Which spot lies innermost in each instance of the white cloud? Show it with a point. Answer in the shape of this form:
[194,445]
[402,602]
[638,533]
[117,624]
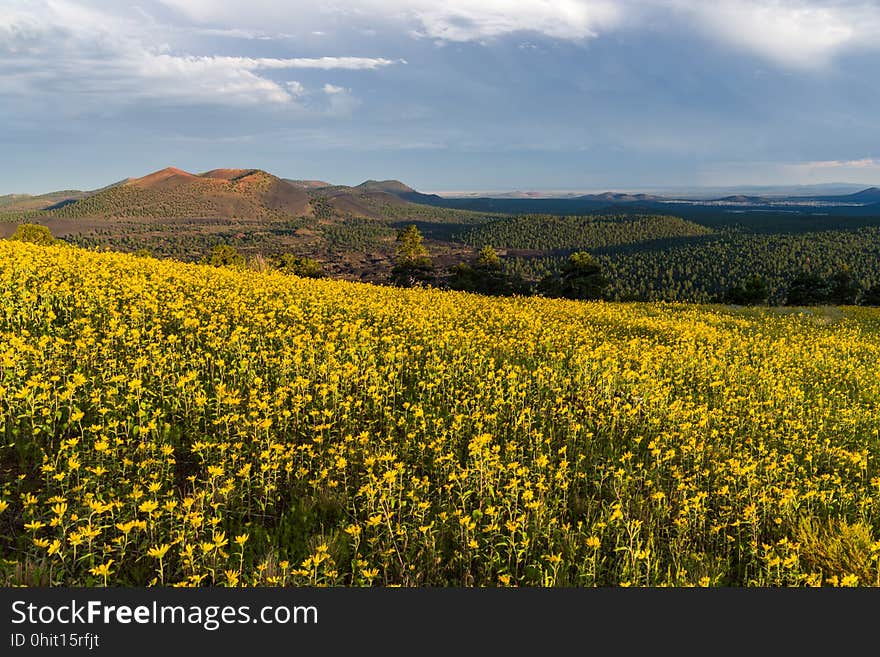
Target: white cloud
[865,163]
[341,102]
[99,58]
[795,33]
[792,33]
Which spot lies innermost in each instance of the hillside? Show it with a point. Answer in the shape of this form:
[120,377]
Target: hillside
[26,203]
[163,423]
[551,232]
[175,194]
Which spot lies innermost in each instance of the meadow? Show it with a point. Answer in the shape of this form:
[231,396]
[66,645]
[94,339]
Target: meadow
[165,423]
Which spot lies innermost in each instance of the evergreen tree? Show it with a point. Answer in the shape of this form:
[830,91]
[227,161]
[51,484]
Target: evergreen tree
[581,278]
[224,255]
[843,290]
[871,297]
[413,266]
[33,233]
[807,289]
[754,291]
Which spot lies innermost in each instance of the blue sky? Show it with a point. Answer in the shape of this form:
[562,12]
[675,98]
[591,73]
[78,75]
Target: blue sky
[456,95]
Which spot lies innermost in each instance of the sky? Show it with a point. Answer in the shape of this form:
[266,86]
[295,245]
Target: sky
[452,95]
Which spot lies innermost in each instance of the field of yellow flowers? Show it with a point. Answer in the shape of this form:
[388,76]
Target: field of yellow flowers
[171,424]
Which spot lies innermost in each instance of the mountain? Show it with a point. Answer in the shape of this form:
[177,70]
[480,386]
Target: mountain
[870,195]
[363,199]
[174,193]
[307,184]
[28,203]
[617,197]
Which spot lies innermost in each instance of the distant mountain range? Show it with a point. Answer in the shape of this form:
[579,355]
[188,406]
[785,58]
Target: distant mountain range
[256,194]
[172,193]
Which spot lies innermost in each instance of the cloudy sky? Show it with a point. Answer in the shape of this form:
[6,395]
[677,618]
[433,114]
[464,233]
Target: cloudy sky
[444,95]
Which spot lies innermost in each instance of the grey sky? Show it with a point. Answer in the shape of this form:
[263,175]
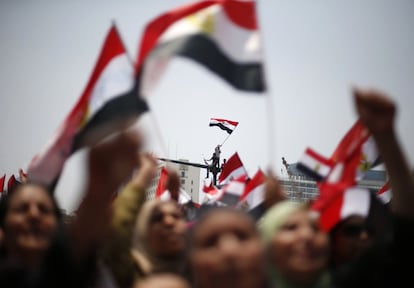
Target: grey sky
[315,51]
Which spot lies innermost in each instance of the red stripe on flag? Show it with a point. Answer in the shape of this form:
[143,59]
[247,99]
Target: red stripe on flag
[241,13]
[161,183]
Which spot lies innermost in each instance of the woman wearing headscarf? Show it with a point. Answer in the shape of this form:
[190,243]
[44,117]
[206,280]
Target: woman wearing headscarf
[297,250]
[147,236]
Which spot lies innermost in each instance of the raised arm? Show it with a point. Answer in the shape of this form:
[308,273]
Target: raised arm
[378,111]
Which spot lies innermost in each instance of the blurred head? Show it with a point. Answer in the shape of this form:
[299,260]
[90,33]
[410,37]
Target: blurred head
[29,218]
[297,249]
[160,229]
[226,250]
[350,238]
[162,280]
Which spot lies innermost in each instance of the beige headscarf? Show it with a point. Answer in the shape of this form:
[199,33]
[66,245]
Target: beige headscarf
[141,253]
[269,224]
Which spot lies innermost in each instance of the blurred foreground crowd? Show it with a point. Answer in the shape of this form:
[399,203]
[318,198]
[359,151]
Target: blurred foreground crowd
[130,241]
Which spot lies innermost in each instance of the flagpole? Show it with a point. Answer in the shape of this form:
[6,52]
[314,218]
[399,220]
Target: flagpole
[227,137]
[123,44]
[270,109]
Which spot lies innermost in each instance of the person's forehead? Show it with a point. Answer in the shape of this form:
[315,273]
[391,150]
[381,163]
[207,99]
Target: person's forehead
[222,221]
[30,192]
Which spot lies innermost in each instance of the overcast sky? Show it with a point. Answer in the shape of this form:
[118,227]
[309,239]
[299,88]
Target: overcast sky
[315,52]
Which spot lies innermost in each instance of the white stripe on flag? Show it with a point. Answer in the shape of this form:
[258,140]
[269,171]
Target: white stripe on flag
[356,201]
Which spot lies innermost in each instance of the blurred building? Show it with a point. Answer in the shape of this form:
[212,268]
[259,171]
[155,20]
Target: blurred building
[300,187]
[189,179]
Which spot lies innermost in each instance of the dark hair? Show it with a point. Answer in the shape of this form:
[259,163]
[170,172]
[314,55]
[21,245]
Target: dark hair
[5,200]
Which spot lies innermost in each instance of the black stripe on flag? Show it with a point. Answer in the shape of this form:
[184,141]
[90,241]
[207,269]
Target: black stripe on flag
[247,77]
[116,113]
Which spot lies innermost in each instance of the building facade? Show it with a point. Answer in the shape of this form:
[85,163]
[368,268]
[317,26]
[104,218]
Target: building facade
[300,187]
[189,180]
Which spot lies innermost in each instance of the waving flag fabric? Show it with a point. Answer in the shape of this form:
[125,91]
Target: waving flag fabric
[233,190]
[356,145]
[232,168]
[163,194]
[253,193]
[2,181]
[222,36]
[351,201]
[315,165]
[224,124]
[109,103]
[385,193]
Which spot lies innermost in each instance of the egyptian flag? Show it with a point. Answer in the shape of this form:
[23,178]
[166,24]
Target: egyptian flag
[223,36]
[253,193]
[384,193]
[109,103]
[223,124]
[2,181]
[210,193]
[163,193]
[161,187]
[232,168]
[314,165]
[370,157]
[344,203]
[233,190]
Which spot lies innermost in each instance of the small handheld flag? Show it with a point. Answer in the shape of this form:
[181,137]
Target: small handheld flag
[226,125]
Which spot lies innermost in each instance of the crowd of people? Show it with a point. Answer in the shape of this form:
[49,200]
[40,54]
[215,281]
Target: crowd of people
[133,242]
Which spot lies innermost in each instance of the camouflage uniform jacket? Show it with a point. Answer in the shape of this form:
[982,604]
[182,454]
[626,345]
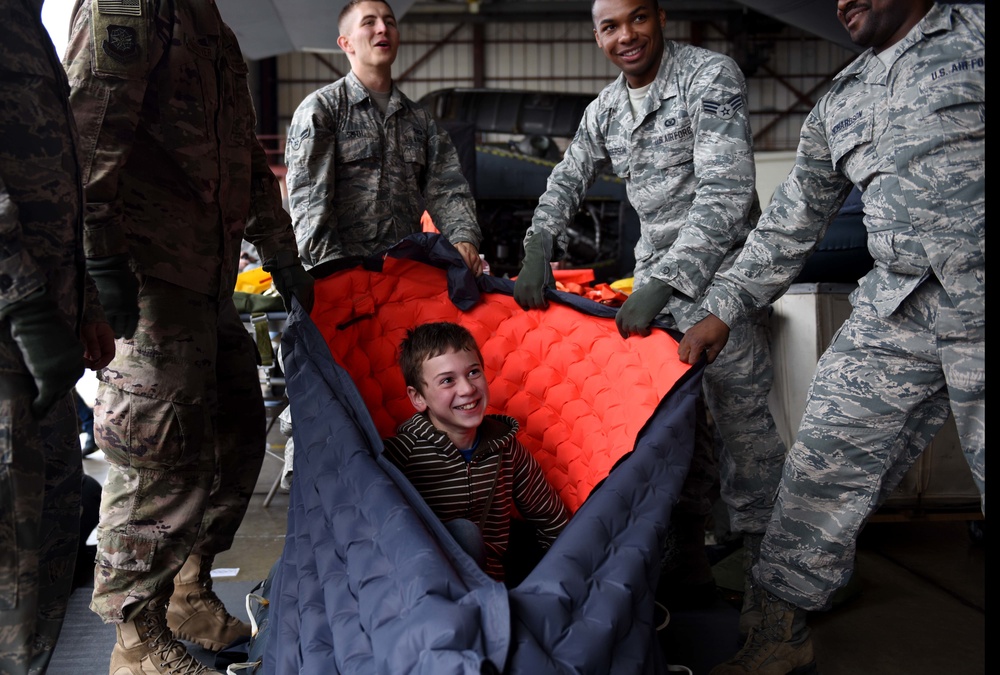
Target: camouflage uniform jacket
[687,162]
[912,136]
[41,198]
[358,183]
[174,173]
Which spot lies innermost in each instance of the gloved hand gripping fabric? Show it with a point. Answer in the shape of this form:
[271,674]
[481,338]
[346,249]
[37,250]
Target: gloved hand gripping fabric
[642,307]
[291,278]
[536,273]
[51,350]
[119,291]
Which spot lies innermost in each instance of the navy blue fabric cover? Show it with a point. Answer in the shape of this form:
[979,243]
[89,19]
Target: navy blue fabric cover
[370,581]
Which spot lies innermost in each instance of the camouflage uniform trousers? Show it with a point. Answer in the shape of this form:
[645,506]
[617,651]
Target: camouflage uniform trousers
[746,468]
[880,394]
[180,418]
[41,477]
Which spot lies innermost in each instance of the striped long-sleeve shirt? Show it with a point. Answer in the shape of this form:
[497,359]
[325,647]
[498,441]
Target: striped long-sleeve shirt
[454,488]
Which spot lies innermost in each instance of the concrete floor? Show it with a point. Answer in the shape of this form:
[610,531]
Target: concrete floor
[919,606]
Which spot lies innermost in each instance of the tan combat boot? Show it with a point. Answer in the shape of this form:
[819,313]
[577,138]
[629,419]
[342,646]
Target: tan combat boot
[780,645]
[146,647]
[753,594]
[195,612]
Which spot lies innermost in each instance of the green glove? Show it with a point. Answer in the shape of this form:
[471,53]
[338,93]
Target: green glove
[291,279]
[642,307]
[536,273]
[50,349]
[119,291]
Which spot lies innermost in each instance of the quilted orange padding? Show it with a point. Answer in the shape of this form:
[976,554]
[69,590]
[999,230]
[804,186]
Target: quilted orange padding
[579,391]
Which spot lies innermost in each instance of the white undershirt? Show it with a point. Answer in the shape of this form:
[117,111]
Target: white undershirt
[636,97]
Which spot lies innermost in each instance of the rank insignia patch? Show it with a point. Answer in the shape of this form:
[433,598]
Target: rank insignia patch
[122,44]
[726,110]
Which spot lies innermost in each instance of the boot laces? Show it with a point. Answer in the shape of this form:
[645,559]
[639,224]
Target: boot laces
[169,651]
[213,601]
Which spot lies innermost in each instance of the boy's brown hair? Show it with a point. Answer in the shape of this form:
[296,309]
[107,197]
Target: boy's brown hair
[427,341]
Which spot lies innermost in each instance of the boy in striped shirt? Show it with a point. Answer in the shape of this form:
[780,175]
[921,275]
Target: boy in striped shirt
[469,466]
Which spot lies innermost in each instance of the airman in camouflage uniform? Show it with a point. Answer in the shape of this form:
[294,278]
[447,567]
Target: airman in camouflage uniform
[360,176]
[906,123]
[175,179]
[685,151]
[47,305]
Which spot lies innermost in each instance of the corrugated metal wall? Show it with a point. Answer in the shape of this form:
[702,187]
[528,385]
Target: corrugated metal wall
[793,68]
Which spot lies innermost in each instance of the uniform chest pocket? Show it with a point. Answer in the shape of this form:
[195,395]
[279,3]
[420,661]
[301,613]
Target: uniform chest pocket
[621,163]
[952,94]
[672,153]
[849,132]
[353,147]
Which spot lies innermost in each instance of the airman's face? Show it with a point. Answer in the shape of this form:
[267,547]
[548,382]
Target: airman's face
[370,35]
[879,23]
[630,33]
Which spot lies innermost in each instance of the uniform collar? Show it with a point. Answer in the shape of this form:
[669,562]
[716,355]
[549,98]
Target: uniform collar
[357,92]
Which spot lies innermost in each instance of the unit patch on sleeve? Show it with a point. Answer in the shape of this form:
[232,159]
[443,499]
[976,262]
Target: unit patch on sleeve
[724,109]
[120,37]
[119,7]
[122,44]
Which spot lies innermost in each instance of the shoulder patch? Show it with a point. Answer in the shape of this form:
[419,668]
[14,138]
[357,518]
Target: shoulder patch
[724,109]
[119,7]
[122,44]
[120,37]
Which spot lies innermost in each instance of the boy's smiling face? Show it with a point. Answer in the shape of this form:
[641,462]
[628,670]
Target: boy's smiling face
[455,394]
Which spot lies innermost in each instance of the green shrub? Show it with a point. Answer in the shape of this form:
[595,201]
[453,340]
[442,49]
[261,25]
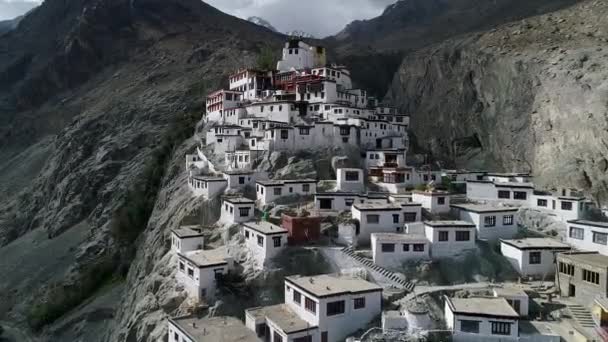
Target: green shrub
[60,299]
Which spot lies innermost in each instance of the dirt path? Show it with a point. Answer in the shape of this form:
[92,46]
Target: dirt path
[13,333]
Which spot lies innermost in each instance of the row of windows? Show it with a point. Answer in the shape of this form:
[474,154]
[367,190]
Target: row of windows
[390,247]
[597,238]
[498,328]
[490,221]
[518,195]
[276,240]
[243,212]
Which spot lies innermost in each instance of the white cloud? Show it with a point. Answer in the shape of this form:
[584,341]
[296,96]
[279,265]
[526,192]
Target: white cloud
[317,17]
[10,9]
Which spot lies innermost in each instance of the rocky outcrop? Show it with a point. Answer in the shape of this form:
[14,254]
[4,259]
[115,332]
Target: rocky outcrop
[526,96]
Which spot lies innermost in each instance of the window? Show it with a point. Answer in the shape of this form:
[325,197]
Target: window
[566,269]
[244,212]
[351,176]
[501,328]
[310,305]
[534,258]
[276,241]
[409,217]
[463,236]
[600,238]
[359,303]
[335,308]
[489,221]
[504,194]
[303,339]
[469,326]
[577,233]
[520,195]
[373,218]
[591,277]
[388,247]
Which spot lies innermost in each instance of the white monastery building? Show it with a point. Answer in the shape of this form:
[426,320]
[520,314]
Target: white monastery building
[186,239]
[237,210]
[588,235]
[350,180]
[492,222]
[449,238]
[214,329]
[325,307]
[198,271]
[390,250]
[264,240]
[269,191]
[481,319]
[532,257]
[437,202]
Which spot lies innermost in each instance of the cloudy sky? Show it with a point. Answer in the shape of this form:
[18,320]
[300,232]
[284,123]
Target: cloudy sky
[317,17]
[10,9]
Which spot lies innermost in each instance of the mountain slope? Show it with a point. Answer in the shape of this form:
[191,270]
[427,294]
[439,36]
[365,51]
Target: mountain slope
[411,24]
[526,96]
[95,97]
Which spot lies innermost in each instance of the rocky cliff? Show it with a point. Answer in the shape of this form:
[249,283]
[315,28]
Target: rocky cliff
[529,95]
[96,97]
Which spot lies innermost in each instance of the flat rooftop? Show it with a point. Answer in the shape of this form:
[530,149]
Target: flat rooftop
[284,317]
[482,306]
[483,208]
[283,182]
[209,178]
[536,243]
[431,193]
[207,258]
[369,206]
[393,237]
[327,285]
[265,227]
[514,185]
[596,224]
[239,200]
[225,329]
[510,291]
[594,259]
[447,224]
[187,232]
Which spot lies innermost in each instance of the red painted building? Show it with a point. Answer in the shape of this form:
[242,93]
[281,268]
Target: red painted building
[301,229]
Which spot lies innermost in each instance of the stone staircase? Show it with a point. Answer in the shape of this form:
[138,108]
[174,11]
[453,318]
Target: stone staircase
[394,277]
[582,316]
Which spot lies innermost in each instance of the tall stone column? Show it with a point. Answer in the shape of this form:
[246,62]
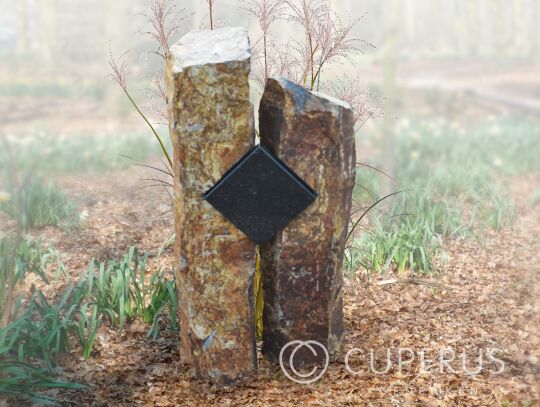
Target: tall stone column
[211,127]
[302,266]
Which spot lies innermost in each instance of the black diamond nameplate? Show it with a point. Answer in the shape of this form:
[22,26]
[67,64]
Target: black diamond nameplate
[260,195]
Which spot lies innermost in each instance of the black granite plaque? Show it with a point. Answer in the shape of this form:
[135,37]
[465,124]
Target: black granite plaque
[260,195]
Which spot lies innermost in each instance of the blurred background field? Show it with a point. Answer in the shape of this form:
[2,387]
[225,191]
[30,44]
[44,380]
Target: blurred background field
[458,143]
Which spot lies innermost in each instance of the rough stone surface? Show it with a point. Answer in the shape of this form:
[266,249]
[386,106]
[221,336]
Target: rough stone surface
[302,266]
[211,127]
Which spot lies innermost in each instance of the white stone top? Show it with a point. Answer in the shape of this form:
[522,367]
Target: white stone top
[210,47]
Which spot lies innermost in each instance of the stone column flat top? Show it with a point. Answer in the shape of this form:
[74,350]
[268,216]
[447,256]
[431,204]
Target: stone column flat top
[204,47]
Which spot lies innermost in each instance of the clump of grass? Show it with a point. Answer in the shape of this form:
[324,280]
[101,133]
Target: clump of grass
[123,291]
[24,381]
[40,203]
[454,188]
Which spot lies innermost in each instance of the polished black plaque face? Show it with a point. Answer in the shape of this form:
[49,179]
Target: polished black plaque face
[260,195]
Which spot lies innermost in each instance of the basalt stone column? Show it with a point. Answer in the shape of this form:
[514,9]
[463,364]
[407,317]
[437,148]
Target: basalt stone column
[211,127]
[302,266]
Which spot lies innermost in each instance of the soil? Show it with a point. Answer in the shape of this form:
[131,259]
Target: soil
[486,298]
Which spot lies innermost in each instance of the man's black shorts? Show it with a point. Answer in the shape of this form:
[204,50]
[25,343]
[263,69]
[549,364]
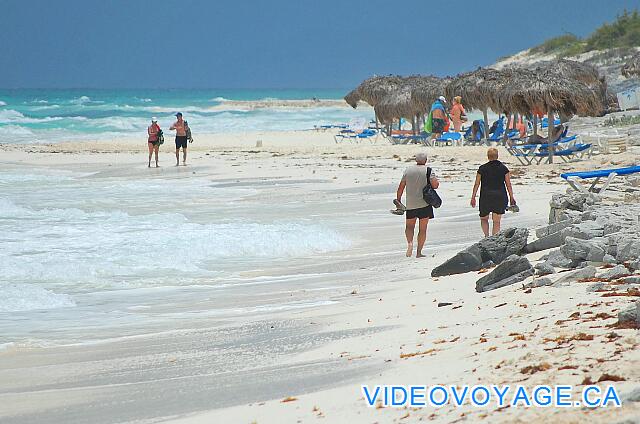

────────

# [Given request]
Extract every line of the material above that contains the word "distant", and copy each one unchanged.

# [Answer to this exercise]
Which spot lies innermost in each instance of the distant mountain range? Show it with a point. Answer in the shape of this form:
Target: distant mountain range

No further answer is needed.